*SUPPLIED PASSAGE:*
In adding another layer to the conspiracy, Gilroy doesn’t so much expand the Bourne mythology – his stated intent – as cheapen it. He cheapens the action, too. His only previous directing credits were talky dramas, and it’s immediately apparent that he’s much happier directing men in suits in offices. Where the action in ‘Legacy’ works, it’s purely because of Renner’s facility in this department. The staging – apart from a decent shoot-out when Cross rescues Marta – is notably poor. The extended motorbike chase that provides the film’s denouement is shot with such little regard for the participants’ spatial location to each other and edited so haphazardly that becomes almost abstract. Moreover, the final act introduction of a LARX supersoldier, coupled with the lack of any real resolution to the story, suggests that Gilroy is trying to establish his own parallel franchise – more of same, with key players from the canon films relegated to cameos. Here’s hoping ‘Jason Bourne’ re-establishes the winning Damon/Greengrass formula and puts a stop to it.

Sunday, July 24, 2016

The Neon Demon


I remember being in something of a minority regarding Nicolas Winding Refn’s last film ‘Only God Forgives’ – i.e. I liked it. Notwithstanding the welter of bad reviews, I was convinced that Refn had found the most brutal yet visually beautiful way possible of crafting a statement on the brutality and ultimate futility of violence.

At its most striking, ‘The Neon Demon’ is every bit as visually stunning as ‘Only God Forgives’, but that’s all it really deals in: surface sheen. Yes, there’s an argument to be made that the film’s subject – fashion, modelling, and pursuit of success in said milieu at the cost of everything else – demands nothing more than surface sheen. Let’s face it, if you want to satirise the fashion industry, all you’d need to do is point a camera at it and wait for it to become a parody of itself. Which it would do pretty quickly. In fact, you’d barely have time to make a cup of coffee and butter a slice of toast.

*RECORDS SUPPLIED:*
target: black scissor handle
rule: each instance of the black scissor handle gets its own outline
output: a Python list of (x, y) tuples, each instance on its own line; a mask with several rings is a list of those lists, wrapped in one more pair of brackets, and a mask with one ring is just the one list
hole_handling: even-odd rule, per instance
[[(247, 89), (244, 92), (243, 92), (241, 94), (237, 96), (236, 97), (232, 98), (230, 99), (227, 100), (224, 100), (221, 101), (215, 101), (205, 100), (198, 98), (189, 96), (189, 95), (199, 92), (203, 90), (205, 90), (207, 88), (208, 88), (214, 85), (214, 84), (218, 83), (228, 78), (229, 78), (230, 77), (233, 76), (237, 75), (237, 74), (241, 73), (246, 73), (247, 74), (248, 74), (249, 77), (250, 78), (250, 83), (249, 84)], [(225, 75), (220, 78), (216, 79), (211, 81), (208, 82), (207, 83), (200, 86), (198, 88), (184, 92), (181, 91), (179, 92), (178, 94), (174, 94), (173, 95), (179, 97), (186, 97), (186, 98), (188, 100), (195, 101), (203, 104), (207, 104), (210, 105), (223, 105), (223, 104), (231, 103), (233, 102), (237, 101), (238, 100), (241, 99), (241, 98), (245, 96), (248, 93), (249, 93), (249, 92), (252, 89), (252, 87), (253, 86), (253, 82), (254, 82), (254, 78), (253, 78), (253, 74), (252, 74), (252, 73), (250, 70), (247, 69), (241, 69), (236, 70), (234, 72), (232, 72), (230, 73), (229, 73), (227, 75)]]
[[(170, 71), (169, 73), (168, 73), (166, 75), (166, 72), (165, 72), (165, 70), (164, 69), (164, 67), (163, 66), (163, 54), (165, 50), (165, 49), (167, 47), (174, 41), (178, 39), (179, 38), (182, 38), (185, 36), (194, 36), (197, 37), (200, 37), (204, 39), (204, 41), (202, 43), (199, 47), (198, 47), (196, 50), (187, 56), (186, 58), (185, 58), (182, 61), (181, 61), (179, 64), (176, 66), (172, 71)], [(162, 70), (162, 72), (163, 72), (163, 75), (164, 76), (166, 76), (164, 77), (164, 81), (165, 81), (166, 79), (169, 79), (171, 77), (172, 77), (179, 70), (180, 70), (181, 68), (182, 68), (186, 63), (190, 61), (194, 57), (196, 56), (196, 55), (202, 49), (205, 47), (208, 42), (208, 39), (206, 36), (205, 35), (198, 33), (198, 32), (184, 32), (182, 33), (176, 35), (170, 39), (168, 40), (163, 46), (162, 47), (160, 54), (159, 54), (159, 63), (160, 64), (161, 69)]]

*YOUR TASKS:*
1. According to the film review, what were Gilroy's only previous directing credits?
2. Set down, word for word, the lines of the records starting at their first line and ending at the line that contains "hole_handling: even-odd rule, per instance".

*ANSWERS TO THE EXERCISE:*
1. Talky dramas.

2.
target: black scissor handle
rule: each instance of the black scissor handle gets its own outline
output: a Python list of (x, y) tuples, each instance on its own line; a mask with several rings is a list of those lists, wrapped in one more pair of brackets, and a mask with one ring is just the one list
hole_handling: even-odd rule, per instance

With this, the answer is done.